** DATA FOR THIS TASK follows **

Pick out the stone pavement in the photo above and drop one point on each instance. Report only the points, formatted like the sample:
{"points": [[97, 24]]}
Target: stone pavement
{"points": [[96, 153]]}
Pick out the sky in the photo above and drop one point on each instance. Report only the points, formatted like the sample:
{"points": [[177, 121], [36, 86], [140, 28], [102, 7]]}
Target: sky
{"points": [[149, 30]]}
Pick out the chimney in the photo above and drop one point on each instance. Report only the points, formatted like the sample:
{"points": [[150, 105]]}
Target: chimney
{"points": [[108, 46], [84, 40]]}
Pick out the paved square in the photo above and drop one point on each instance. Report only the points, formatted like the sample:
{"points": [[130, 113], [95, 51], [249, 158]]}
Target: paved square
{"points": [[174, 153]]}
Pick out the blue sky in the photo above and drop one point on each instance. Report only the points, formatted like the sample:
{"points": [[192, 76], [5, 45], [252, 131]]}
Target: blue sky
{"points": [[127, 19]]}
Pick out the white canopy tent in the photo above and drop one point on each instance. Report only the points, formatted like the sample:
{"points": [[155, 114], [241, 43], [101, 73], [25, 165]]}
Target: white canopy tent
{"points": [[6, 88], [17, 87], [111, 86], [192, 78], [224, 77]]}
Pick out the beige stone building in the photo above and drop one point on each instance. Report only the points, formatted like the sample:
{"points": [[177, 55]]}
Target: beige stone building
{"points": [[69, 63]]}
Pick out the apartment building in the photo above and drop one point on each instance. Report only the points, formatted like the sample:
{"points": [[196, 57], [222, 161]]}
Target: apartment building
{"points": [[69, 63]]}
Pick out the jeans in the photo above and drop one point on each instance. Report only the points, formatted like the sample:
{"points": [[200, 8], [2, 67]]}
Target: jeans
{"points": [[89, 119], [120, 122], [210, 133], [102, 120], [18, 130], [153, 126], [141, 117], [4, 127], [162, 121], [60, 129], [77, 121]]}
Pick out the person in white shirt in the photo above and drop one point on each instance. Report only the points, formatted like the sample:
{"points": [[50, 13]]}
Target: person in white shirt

** End of DATA FOR THIS TASK **

ACTION ITEM
Without omitting anything, reproduce the whole of the data.

RESPONSE TO THIS EXERCISE
Pick out the stone pavement in the photo above and drop one point on each instance. Report only the points, formatted like the sample:
{"points": [[97, 24]]}
Target: stone pavement
{"points": [[96, 153]]}
Pick out the sky in the photo above and drop one point on each instance. Report only the points, formatted like the sample:
{"points": [[177, 121], [36, 86], [140, 28], [102, 7]]}
Target: sky
{"points": [[149, 30]]}
Pick out the chimney in the photo above and drop one point on each instance. Report only the points, formatted like the sample:
{"points": [[150, 105]]}
Target: chimney
{"points": [[108, 46], [84, 40]]}
Pick out the paved square in the photo above and drop one point on each instance. Report only the points, formatted like the sample:
{"points": [[130, 113], [95, 51], [249, 158]]}
Target: paved square
{"points": [[174, 153]]}
Pick out the blue sky in the photo above and drop one point on each instance. Report only the points, formatted like the sample:
{"points": [[192, 76], [5, 45], [252, 131]]}
Target: blue sky
{"points": [[127, 19]]}
Pick out the white canopy tent in the photo above and drop one point on each instance. Report only the points, formatted like the sample:
{"points": [[155, 114], [241, 43], [101, 73], [25, 165]]}
Target: white canopy tent
{"points": [[6, 88], [17, 87], [111, 86], [192, 78], [224, 77]]}
Pick out the beige stone building in the photo above and drop one point on each instance. Report only the points, formatted like the sample:
{"points": [[177, 55]]}
Target: beige stone building
{"points": [[69, 63]]}
Pick out the apartment building in the photo above and drop one point on each instance. Report only the points, formatted like the sample:
{"points": [[196, 57], [222, 161]]}
Target: apartment building
{"points": [[69, 63]]}
Pick out the jeans in the photo above and drop one point on each instance. Report only the points, formatted like the sample:
{"points": [[200, 8], [2, 67]]}
Target: jeans
{"points": [[89, 119], [120, 122], [210, 133], [102, 120], [18, 130], [153, 126], [141, 117], [4, 127], [162, 121], [60, 129], [77, 121]]}
Pick out the person in white shirt in the photo above and drop one point on each instance. Report only the points, formatted like the sample:
{"points": [[50, 13]]}
Target: person in white shirt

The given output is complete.